---------- Extrait du texte ----------

Lecture du vendredi 29 septembre 2023
REPUBLIQUE FRANCAISE

AU NOM DU PEUPLE FRANCAIS



Vu les procédures suivantes :

M. A... B... a demandé au tribunal administratif de Caen d'annuler la décision référencée " 48 SI " du 3 août 2018 par laquelle le ministre d'Etat, ministre de l'intérieur, a porté à sa connaissance un retrait de points de son permis de conduire et constaté la perte de validité de celui-ci pour solde de points nul, de constater que le solde de points sur son permis de conduire est de deux points et de juger qu'il est autorisé à conduire à compter de la date du jugement à intervenir. Par un jugement n° 1803043 du 29 mai 2019, le tribunal administratif a rejeté sa demande.

Par une décision n° 433023 du 27 avril 2021, le Conseil d'Etat, statuant au contentieux, a annulé ce jugement et renvoyé l'affaire au tribunal administratif de Caen.

Par un jugement n° 2101016 du 13 décembre 2021, le président du tribunal administratif de Caen, statuant sur renvoi du Conseil d'Etat, a de nouveau rejeté la demande de M. B....

Par un pourvoi sommaire et un mémoire complémentaire, enregistrés les 14 février et 14 mai 2022 au secrétariat du contentieux du Conseil d'Etat, M. B... demande au Conseil d'Etat :

1°) d'annuler ce jugement ;

2°) réglant l'affaire au fond, de faire droit à sa demande ;

3°) de mettre à la charge de l'Etat la somme de 4 000 euros au titre de l'article L. 761-1 du code de justice administrative.

---------- Données extraites ----------

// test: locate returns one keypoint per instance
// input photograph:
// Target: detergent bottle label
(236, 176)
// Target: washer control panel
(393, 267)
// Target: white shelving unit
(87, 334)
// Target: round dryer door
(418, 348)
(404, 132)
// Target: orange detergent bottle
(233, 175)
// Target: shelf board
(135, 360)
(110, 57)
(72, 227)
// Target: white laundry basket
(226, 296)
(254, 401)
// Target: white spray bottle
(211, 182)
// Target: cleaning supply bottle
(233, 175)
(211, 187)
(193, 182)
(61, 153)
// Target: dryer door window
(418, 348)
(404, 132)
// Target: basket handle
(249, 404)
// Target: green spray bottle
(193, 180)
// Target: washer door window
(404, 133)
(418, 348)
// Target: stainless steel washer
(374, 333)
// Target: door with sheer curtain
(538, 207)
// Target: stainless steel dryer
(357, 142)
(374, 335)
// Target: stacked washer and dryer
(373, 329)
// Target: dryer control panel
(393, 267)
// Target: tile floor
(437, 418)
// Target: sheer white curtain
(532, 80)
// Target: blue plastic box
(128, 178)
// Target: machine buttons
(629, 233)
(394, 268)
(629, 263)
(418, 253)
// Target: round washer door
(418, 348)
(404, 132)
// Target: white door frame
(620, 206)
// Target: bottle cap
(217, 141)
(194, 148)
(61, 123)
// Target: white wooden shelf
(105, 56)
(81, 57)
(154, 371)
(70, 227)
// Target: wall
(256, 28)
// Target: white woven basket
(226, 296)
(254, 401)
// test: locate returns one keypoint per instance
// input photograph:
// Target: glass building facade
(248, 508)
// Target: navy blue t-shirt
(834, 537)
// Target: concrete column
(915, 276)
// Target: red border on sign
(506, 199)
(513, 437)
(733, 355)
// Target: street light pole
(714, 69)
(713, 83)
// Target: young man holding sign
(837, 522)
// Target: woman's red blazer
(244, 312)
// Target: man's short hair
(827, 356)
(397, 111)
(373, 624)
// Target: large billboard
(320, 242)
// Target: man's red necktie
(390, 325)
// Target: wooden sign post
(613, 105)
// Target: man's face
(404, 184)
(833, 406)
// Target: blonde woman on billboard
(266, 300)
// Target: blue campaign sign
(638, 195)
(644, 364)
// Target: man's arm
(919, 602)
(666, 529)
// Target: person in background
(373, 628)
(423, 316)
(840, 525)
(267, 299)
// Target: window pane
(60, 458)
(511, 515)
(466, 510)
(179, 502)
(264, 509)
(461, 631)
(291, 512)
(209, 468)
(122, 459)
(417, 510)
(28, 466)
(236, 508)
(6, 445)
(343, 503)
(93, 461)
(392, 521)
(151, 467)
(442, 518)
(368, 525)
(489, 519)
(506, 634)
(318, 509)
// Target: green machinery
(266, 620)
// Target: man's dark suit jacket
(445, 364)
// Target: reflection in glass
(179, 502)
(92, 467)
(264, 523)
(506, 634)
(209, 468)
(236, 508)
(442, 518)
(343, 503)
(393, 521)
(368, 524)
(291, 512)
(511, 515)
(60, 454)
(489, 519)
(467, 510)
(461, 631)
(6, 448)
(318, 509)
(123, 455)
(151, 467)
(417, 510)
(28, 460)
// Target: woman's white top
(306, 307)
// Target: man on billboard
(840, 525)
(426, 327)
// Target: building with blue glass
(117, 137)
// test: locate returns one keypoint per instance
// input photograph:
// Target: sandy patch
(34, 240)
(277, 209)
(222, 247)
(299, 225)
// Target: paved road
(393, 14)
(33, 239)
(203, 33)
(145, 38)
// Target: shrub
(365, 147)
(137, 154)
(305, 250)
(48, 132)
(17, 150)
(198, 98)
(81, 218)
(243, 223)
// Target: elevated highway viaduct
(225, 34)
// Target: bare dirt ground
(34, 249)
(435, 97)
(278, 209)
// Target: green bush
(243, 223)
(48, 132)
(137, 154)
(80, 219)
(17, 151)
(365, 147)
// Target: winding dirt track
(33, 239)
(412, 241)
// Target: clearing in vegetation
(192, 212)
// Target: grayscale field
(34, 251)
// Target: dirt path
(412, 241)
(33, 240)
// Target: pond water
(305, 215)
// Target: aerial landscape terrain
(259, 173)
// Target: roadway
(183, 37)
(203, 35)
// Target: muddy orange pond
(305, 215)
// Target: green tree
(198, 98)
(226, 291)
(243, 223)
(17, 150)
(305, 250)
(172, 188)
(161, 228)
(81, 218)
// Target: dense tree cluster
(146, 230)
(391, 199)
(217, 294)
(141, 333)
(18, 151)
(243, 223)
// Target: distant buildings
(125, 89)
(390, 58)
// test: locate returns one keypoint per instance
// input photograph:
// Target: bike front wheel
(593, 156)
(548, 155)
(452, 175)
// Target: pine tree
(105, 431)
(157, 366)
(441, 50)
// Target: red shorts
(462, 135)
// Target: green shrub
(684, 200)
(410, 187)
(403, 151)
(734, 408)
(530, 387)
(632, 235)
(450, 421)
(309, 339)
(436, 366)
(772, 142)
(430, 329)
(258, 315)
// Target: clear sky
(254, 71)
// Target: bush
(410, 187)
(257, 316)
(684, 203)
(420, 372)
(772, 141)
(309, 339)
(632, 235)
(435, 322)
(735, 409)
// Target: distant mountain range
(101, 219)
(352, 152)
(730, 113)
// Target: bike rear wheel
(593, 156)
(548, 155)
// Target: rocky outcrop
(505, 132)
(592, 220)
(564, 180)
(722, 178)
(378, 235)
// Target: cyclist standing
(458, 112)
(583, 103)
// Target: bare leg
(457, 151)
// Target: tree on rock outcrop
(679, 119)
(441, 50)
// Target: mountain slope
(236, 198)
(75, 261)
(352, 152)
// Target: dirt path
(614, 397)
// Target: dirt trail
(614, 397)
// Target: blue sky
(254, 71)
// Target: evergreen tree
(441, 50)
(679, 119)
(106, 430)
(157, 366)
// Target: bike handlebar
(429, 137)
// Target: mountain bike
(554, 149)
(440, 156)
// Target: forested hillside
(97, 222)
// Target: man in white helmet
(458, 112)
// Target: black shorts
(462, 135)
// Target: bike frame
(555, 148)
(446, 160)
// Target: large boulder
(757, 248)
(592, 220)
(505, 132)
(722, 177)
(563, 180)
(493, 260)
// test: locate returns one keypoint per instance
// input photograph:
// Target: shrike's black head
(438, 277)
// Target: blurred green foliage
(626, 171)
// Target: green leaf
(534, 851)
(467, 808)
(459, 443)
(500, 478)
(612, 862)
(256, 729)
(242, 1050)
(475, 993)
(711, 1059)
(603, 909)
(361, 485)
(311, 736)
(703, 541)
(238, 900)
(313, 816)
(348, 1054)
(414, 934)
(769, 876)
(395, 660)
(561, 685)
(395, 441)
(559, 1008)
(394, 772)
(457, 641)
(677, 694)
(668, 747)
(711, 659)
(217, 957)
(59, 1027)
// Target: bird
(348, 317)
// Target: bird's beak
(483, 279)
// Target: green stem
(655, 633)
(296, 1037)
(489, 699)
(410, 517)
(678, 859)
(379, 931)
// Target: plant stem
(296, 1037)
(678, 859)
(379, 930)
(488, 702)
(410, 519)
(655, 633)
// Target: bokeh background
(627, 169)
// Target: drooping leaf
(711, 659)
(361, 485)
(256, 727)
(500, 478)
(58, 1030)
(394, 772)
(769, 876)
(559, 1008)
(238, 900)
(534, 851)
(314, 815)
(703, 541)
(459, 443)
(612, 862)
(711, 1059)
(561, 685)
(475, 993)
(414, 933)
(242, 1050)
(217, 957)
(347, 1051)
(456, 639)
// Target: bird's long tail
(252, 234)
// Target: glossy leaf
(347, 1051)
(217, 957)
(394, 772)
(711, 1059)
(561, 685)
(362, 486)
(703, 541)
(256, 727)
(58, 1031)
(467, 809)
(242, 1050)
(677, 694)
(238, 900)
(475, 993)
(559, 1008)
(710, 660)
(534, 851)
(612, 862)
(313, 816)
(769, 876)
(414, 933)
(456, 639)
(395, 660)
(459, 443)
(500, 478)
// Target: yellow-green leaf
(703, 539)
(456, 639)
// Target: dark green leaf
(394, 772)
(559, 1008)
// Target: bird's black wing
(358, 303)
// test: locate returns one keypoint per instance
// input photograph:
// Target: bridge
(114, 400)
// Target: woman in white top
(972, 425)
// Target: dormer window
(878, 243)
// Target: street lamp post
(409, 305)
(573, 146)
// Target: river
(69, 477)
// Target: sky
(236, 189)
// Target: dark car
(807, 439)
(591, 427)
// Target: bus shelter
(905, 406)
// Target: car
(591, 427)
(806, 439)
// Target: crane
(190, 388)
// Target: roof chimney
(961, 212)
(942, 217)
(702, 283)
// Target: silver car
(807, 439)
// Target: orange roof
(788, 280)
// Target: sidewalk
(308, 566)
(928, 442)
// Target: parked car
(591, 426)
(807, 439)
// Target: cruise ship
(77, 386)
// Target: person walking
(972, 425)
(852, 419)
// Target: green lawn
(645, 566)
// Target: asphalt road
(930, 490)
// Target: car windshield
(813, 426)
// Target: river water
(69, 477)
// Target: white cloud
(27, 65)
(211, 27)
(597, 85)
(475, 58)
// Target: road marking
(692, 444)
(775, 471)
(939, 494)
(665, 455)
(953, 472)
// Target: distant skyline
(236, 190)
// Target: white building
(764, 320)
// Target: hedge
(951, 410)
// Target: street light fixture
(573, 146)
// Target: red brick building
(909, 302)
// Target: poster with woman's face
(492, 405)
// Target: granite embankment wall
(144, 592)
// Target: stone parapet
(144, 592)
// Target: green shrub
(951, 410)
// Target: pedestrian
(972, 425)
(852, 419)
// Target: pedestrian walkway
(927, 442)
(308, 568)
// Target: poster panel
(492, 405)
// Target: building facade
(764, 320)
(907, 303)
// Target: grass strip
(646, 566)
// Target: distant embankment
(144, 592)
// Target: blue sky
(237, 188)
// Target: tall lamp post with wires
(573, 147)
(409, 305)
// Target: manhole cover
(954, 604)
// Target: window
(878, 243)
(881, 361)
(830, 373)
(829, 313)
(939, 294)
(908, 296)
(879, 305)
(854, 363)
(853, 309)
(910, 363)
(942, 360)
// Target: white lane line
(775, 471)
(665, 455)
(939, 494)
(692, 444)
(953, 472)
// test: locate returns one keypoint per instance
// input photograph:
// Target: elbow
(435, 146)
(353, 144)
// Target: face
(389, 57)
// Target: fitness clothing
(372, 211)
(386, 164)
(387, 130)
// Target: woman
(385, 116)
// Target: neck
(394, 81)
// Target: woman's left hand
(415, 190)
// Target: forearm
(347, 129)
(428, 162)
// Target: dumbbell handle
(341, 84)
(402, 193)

----------

Travail demandé: Prolongez le texte sur le permis de conduire à partir de l'endroit où il s'arrête. La liste forme un matériau distinct du texte sur le permis de conduire.

Résultat final:
Vu les autres pièces du dossier ;
Vu :
- le code de la route ;
- le code de justice administrative ;


Après avoir entendu en séance publique :

- le rapport de M. Christophe Barthélemy, conseiller d'Etat en service extraordinaire,

- les conclusions de M. Florian Roussel, rapporteur public.

La parole ayant été donnée, après les conclusions, à la SCP Buk Lament - Robillot, avocat de M. B....



Considérant ce qui suit :

1. Il ressort des pièces du dossier soumis au juge du fond que, par une décision référencée " 48 SI " du 3 août 2018, le ministre de l'intérieur a constaté la perte de validité du permis de conduire de M. B... et lui a enjoint de restituer ce titre. Par un jugement du 29 mai 2019, le tribunal administratif de Caen a rejeté la demande de M. B... tendant à l'annulation de cette décision. Par une décision du 27 avril 2021, le Conseil d'Etat, statuant au contentieux, a annulé ce jugement et renvoyé l'affaire au tribunal administratif de Caen. M. B... se pourvoit en cassation contre le jugement du 13 décembre 2021 par lequel le tribunal administratif de Caen, statuant sur renvoi du Conseil d'Etat, a de nouveau rejeté sa demande.

Sur le cadre juridique :

2. D'une part, aux termes de l'article L. 223-1 du code de la route : " Le permis de conduire est affecté d'un nombre de points. Celui-ci est réduit de plein droit si le titulaire du permis a commis une infraction pour laquelle cette réduction est prévue. / A la date d'obtention du permis de conduire, celui-ci est affecté de la moitié du nombre maximal de points. Il est fixé un délai probatoire de trois ans. (...)./ Lorsque le nombre de points est nul, le permis perd sa validité. (...) ". Aux termes de l'article L. 223-3 du même code : " (...) Quand il est effectif, le retrait de points est porté à la connaissance de l'intéressé par lettre simple ou, sur sa demande, par voie électronique. (...) ".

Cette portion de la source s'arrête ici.